DIRECTIONS >> Find each line in the records that contains the word "tram" and copy those lines out.

Dataset excerpt:
>> START

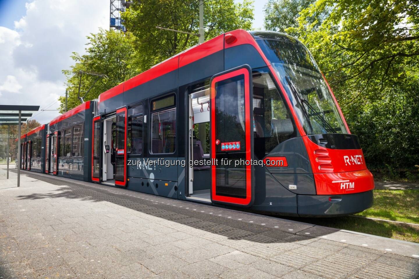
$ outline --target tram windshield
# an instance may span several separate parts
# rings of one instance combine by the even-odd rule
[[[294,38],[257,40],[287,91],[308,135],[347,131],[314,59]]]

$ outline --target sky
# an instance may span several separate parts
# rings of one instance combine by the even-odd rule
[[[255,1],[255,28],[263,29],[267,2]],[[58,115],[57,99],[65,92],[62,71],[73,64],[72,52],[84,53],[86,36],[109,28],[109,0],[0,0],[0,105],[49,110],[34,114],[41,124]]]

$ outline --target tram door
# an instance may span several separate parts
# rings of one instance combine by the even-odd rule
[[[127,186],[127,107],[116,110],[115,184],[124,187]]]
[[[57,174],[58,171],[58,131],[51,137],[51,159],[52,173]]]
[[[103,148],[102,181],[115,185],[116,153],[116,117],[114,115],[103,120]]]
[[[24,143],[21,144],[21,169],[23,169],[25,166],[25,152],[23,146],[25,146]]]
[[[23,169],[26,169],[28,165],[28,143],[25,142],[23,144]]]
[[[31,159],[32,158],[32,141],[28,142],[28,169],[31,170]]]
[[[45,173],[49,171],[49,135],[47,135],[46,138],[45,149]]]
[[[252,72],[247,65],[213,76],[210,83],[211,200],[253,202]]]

>> END
>> START

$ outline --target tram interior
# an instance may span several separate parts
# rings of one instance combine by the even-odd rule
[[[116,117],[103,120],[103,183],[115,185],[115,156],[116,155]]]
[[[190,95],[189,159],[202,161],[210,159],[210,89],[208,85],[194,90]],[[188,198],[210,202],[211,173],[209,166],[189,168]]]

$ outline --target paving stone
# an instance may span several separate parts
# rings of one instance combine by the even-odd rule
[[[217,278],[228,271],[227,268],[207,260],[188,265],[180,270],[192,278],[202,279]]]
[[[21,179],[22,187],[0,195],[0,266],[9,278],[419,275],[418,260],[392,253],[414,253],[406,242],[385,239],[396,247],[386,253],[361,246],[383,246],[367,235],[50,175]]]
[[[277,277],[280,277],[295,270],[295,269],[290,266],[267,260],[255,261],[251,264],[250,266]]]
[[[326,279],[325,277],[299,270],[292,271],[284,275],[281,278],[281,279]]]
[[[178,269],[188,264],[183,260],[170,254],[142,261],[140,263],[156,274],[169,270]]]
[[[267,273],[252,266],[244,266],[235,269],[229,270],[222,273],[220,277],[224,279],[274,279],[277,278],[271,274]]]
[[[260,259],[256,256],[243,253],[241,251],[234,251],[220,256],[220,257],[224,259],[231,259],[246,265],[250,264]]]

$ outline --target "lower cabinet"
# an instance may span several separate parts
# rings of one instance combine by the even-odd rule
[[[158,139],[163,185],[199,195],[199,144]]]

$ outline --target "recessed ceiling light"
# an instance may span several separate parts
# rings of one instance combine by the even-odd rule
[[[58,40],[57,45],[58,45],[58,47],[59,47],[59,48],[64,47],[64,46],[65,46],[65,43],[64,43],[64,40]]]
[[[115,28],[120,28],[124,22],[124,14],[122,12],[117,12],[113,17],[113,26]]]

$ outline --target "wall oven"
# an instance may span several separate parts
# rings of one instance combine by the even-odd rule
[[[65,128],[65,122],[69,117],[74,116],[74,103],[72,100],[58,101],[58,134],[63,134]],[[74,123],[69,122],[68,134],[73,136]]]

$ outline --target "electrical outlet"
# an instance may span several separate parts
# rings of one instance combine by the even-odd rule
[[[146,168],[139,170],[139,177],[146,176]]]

>> END
>> START

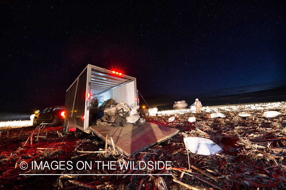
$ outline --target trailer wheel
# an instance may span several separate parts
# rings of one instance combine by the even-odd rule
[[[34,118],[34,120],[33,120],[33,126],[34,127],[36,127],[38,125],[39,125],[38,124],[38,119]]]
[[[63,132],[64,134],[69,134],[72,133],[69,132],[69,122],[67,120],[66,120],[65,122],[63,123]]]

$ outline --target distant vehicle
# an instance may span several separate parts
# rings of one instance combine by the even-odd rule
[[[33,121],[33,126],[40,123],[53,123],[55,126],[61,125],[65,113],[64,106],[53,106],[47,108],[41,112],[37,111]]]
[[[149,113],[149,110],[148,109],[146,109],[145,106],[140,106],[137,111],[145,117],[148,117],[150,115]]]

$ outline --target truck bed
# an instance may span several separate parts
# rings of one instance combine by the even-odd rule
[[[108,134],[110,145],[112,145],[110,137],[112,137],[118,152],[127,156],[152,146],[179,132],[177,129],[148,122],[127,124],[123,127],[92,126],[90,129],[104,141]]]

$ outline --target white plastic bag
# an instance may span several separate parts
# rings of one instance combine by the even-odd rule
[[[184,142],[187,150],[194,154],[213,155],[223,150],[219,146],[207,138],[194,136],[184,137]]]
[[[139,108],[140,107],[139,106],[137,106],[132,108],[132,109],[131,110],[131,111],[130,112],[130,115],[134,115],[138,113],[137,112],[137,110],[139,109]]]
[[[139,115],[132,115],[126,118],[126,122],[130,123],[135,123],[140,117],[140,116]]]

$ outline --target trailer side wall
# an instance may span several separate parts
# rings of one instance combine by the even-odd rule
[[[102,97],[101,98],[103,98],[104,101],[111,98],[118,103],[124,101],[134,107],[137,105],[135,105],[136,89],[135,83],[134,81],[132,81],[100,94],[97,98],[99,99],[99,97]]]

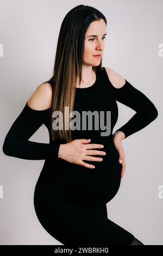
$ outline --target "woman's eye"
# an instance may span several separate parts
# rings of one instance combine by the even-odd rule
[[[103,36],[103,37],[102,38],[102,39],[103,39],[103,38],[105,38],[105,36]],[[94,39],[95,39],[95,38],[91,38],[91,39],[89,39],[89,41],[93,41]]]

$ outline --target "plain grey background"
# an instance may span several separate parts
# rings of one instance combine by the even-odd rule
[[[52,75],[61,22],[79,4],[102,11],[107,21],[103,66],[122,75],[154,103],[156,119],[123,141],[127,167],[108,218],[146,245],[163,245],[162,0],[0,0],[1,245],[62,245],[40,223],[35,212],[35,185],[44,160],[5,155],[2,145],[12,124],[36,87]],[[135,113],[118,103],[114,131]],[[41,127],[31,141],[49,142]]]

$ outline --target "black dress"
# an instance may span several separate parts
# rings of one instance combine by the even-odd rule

>> END

SOLUTION TO THIS EXERCISE >>
$ outline --target tram windshield
$ outline --target tram door
$ outline --target tram interior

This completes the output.